- Problem requirements
With pictures excluded, retype exactly every line from the one containing "Each instance receives one point. Annotate the white" to the end of the records below.

Records from a data collection:
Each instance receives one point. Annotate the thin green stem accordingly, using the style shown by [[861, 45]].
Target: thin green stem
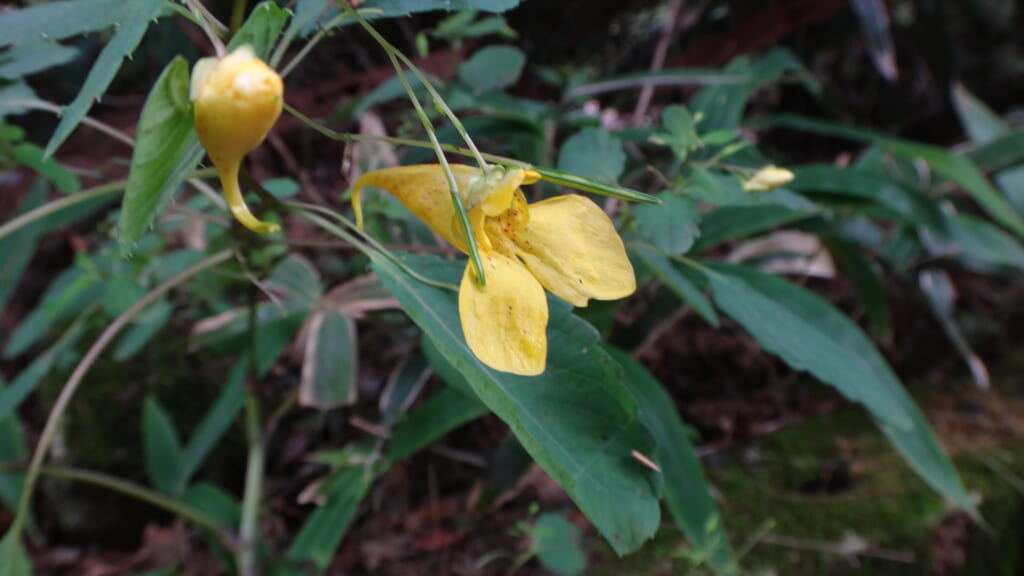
[[135, 491], [348, 137], [312, 213], [97, 347], [238, 15], [460, 208], [396, 53], [254, 489], [84, 196]]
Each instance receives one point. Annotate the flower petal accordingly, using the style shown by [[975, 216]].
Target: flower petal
[[505, 323], [424, 191], [574, 251]]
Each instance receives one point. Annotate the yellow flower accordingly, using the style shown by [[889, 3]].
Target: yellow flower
[[238, 98], [565, 244], [768, 178]]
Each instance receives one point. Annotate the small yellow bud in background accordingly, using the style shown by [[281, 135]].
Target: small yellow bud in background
[[238, 98], [768, 178]]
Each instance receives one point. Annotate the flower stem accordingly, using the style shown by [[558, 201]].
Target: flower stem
[[254, 488]]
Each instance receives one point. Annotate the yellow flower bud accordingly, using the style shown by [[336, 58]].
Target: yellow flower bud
[[768, 178], [238, 98]]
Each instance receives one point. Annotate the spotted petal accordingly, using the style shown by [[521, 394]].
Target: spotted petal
[[573, 250], [505, 323]]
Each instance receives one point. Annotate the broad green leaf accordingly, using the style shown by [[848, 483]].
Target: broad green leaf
[[261, 29], [686, 490], [16, 249], [593, 153], [680, 134], [143, 328], [12, 449], [941, 296], [163, 449], [402, 387], [985, 126], [493, 68], [55, 21], [215, 422], [444, 411], [578, 420], [673, 227], [325, 528], [731, 222], [330, 364], [723, 105], [166, 151], [588, 184], [809, 334], [690, 293], [978, 242], [214, 502], [31, 58], [13, 560], [960, 169], [133, 19], [558, 544], [829, 181]]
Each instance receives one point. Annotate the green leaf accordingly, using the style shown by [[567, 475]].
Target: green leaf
[[163, 449], [680, 134], [133, 19], [13, 561], [740, 221], [578, 420], [31, 58], [672, 228], [662, 268], [493, 68], [960, 169], [331, 361], [16, 250], [166, 151], [809, 334], [214, 502], [12, 449], [215, 422], [863, 183], [984, 126], [54, 21], [868, 283], [686, 490], [588, 184], [143, 328], [444, 411], [325, 529], [32, 156], [593, 153], [261, 29], [558, 544]]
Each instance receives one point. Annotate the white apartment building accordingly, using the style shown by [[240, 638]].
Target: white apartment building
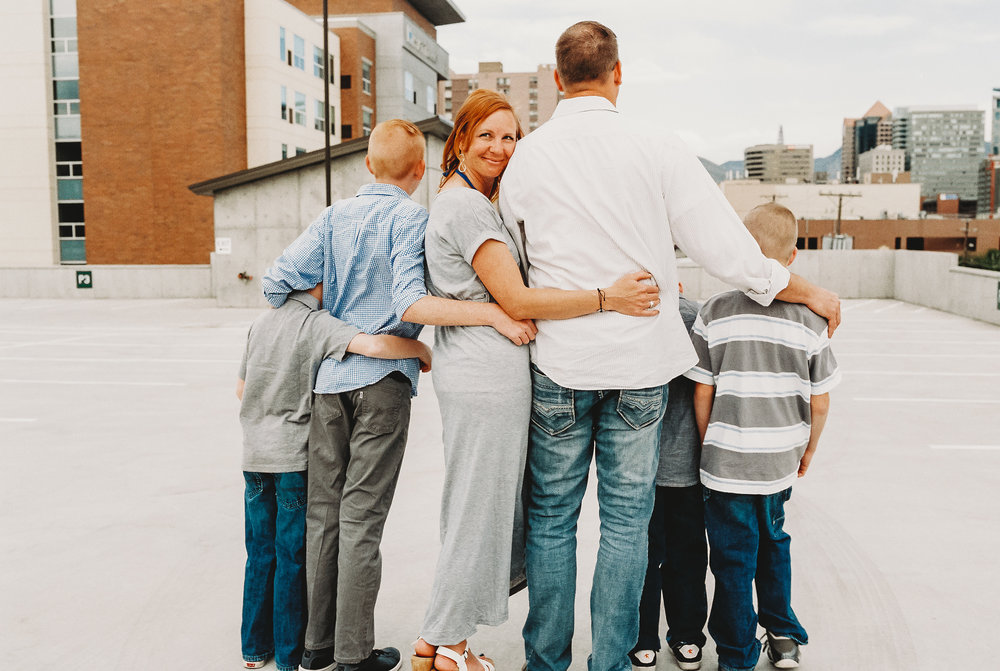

- Solution
Each instance receives one point. Annotate the white apartment building accordingly, using the style shown by [[240, 638]].
Target: white apartment building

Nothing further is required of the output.